SOURCE »
UNITED STATES DISTRICT COURT FOR THE SOUTHERN DISTRICT OF GEORGIA AUGUSTA DIVISION
Aug 7, 2012
CV 112-056 (S.D. Ga. Aug. 7, 2012)

Opinion

CV 112-056

08-07-2012

ANTONIO JOHNSON, Petitioner, v. DAVID FRAZIER, Warden, and SAMUEL S. OLENS, Attorney General of the State of Georgia, Respondents.


ORDER

After a careful, de novo review of the file, the Court concurs with the Magistrate Judge's Report and Recommendation ("R&R"), to which objections have been filed (doc. no. 7). Petitioner filed the above-captioned petition for a writ of habeas corpus pursuant to 28 U.S.C. § 2254. The Magistrate Judge found the petition to be untimely because it was filed after the expiration of the applicable one-year statute of limitations set forth in 28 U.S.C. § 2244(d). (Doc. no. 3.) In particular, the Magistrate Judge found that, because over five years elapsed between Petitioner's convictions becoming final in October of 2002 and the filing of his state habeas corpus petition in 2008, the one-year limitations period provided for in § 2244(d)(1) expired prior to the filing of his state habeas petition and well before he filed the instant action in March of 2012. (Id. at 3-5.)

Petitioner requested, and was granted, an extension of time in which to object to the R&R. (Doc. nos. 5, 6.)

As noted in the R&R, pursuant to § 2244(d)(2), the statute of limitations does not run during the pendency of a properly filed application for state post-conviction relief. However, when the statute of limitations expires prior to the filing of the state application for post-conviction relief, as is the case here, the filing of the state action does not save the § 2254 petition from being time barred. (See doc. no. 3, p. 4 (citing Sibley v. Culliver. 377 F.3d 1196,1204 (11th Cir. 2004).)

In his objections, Petitioner contends, for the first time, that the limitation period for his § 2254 petition should be equitably tolled because of his appellate counsel's negligence. In particular, Plaintiff alleges that he "repeatedly contacted" his appellate counsel to ascertain the status of his direct appeal in the Georgia Supreme Court. However, according to Petitioner, his counsel did not communicate with him in a timely manner, and he did not learn that his direct appeal had been resolved until "several years after the fact," following a grievance against his appellate counsel with the State Bar of Georgia. Petitioner does not allege that he took any additional steps to ascertain the status of his appeal, such as contacting the Georgia Supreme Court himself. Petitioner further alleges that, upon learning that his convictions had been affirmed on direct appeal, he acted diligently in filing his state habeas petition in 2008. (Doc. no. 7, pp. 1-3.)

MATERIAL PROVIDED »

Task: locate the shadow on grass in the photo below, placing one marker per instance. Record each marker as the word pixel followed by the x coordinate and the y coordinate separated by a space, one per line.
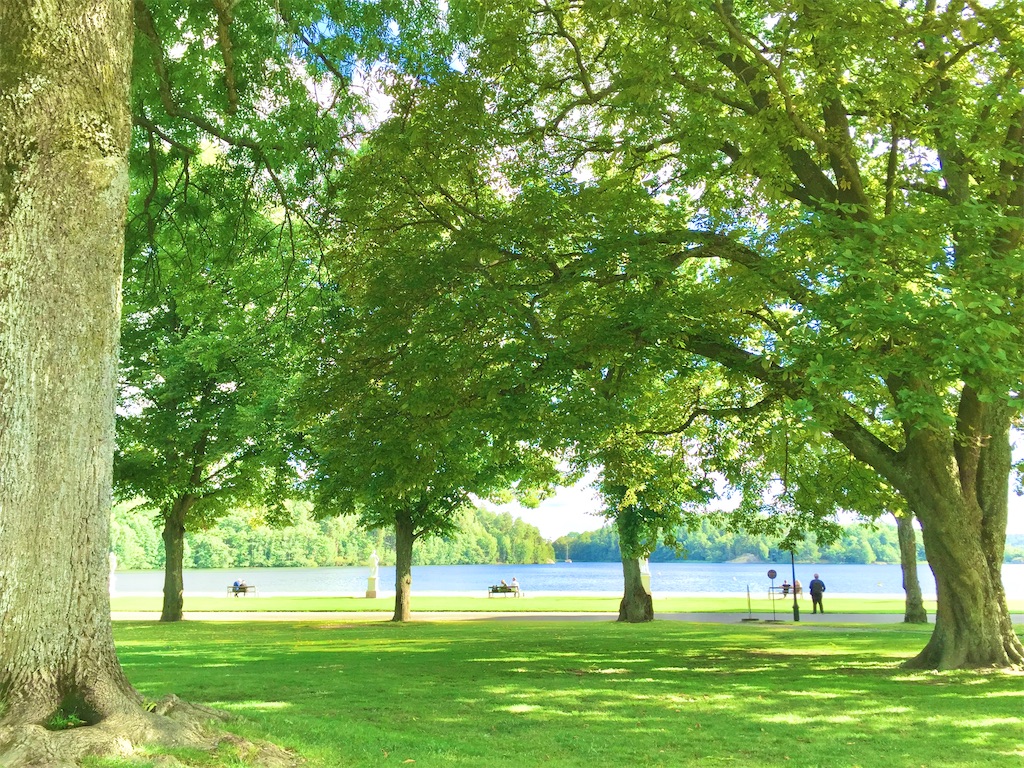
pixel 566 693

REQUEST A »
Answer these from the court order, one per line:
(i) Under which statute did the petitioner seek a writ of habeas corpus?
(ii) In what month and year did the petitioner's convictions become final?
(iii) With what organization did the petitioner file a grievance against his appellate counsel?
REQUEST B » From the court order, reproduce word for word the passage that starts with the words "After a careful, de" and ends after "(Id. at 3-5.)".

WRITTEN SOLUTION A »
(i) 28 U.S.C. § 2254
(ii) October of 2002
(iii) The State Bar of Georgia

WRITTEN SOLUTION B »
After a careful, de novo review of the file, the Court concurs with the Magistrate Judge's Report and Recommendation ("R&R"), to which objections have been filed (doc. no. 7). Petitioner filed the above-captioned petition for a writ of habeas corpus pursuant to 28 U.S.C. § 2254. The Magistrate Judge found the petition to be untimely because it was filed after the expiration of the applicable one-year statute of limitations set forth in 28 U.S.C. § 2244(d). (Doc. no. 3.) In particular, the Magistrate Judge found that, because over five years elapsed between Petitioner's convictions becoming final in October of 2002 and the filing of his state habeas corpus petition in 2008, the one-year limitations period provided for in § 2244(d)(1) expired prior to the filing of his state habeas petition and well before he filed the instant action in March of 2012. (Id. at 3-5.)